Print, exactly as given, each line of the data from the line containing "Identify one point per instance of the video" up to and including its last line.
───── Materials provided ─────
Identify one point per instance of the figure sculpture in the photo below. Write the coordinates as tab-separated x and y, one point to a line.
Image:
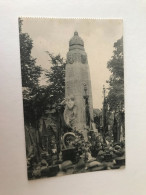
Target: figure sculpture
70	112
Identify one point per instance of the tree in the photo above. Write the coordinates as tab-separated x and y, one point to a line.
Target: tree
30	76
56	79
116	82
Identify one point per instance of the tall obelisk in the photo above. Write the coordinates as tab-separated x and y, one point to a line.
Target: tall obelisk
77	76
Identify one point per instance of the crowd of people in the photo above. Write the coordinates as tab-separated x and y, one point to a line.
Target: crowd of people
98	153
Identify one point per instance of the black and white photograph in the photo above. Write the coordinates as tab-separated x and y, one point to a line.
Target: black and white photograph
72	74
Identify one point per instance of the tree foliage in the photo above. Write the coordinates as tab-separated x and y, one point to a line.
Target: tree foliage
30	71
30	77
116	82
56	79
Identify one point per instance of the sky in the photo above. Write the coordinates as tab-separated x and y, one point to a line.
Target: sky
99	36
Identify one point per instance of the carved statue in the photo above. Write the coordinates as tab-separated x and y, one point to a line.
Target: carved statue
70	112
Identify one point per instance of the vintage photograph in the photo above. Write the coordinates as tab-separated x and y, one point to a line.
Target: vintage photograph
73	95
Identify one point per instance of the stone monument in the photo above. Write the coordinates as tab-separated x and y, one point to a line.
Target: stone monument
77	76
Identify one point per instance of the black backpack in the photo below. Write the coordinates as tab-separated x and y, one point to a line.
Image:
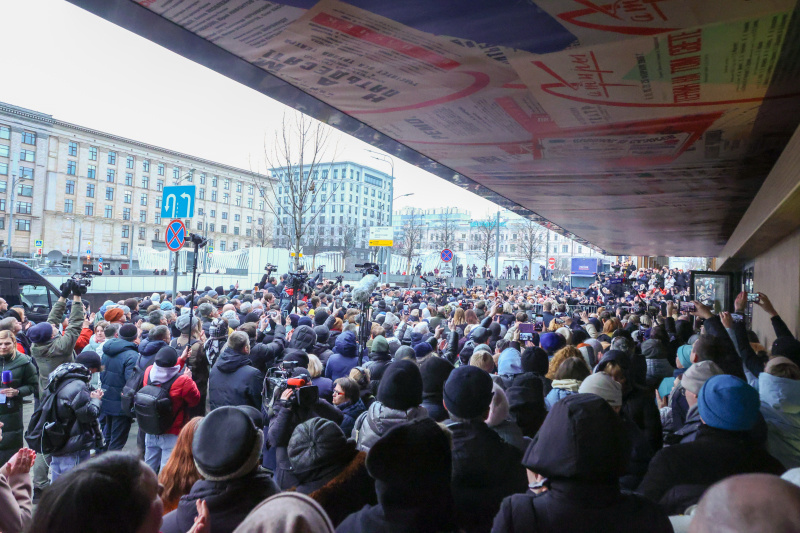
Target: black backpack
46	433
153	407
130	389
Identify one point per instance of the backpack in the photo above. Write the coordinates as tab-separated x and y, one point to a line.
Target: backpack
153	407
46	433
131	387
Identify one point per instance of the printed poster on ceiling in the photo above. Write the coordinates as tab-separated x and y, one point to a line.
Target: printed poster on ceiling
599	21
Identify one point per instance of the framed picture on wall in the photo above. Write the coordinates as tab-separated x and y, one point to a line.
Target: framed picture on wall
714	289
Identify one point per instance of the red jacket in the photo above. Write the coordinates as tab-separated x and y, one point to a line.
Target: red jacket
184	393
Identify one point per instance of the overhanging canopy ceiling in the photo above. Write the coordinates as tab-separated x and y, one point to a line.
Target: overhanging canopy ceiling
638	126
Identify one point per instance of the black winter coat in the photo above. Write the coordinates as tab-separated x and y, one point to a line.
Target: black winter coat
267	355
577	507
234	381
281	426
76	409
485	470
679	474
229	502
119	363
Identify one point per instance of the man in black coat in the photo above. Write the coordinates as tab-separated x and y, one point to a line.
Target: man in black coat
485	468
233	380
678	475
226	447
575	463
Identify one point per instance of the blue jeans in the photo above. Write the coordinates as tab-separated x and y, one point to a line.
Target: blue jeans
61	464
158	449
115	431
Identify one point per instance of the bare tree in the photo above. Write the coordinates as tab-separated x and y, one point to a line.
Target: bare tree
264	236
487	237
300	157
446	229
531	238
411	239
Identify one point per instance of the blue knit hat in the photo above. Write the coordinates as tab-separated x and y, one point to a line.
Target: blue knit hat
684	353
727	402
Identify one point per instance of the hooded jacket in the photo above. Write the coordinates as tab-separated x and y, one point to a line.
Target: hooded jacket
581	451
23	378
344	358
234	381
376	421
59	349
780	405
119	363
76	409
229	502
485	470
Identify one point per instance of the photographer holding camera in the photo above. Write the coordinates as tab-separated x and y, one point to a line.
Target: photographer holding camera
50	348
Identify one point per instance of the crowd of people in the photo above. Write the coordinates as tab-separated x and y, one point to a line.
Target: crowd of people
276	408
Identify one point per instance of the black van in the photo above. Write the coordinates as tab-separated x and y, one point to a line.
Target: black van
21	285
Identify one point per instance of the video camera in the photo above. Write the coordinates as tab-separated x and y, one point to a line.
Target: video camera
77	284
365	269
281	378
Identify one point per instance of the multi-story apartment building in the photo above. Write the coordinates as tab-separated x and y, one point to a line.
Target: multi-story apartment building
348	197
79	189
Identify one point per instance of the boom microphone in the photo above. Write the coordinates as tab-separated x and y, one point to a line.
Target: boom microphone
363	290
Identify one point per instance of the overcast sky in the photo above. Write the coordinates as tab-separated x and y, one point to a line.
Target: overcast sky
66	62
─────
Output for this exercise →
Identify one point per instance of the video camera in the photo above. Write the coordinates as tab-separated x and y, one point to a line.
Target: video camera
77	284
365	269
281	378
Identify one point per instance of the multi-story apartment building in the photo above. Write the coordinates as tab-separated x and y, one point to a line.
Target: multi-story apartment building
348	197
79	189
Identify one point per instance of the boom microphone in the photo above. Write the coordinates as tab-separated x and y, one point to a line.
Target: boom microphone
363	290
Identify one point per instance of the overcast sky in the photo above. Write the coordinates as tab-separated x and y, one point to a line.
Target: overcast sky
66	62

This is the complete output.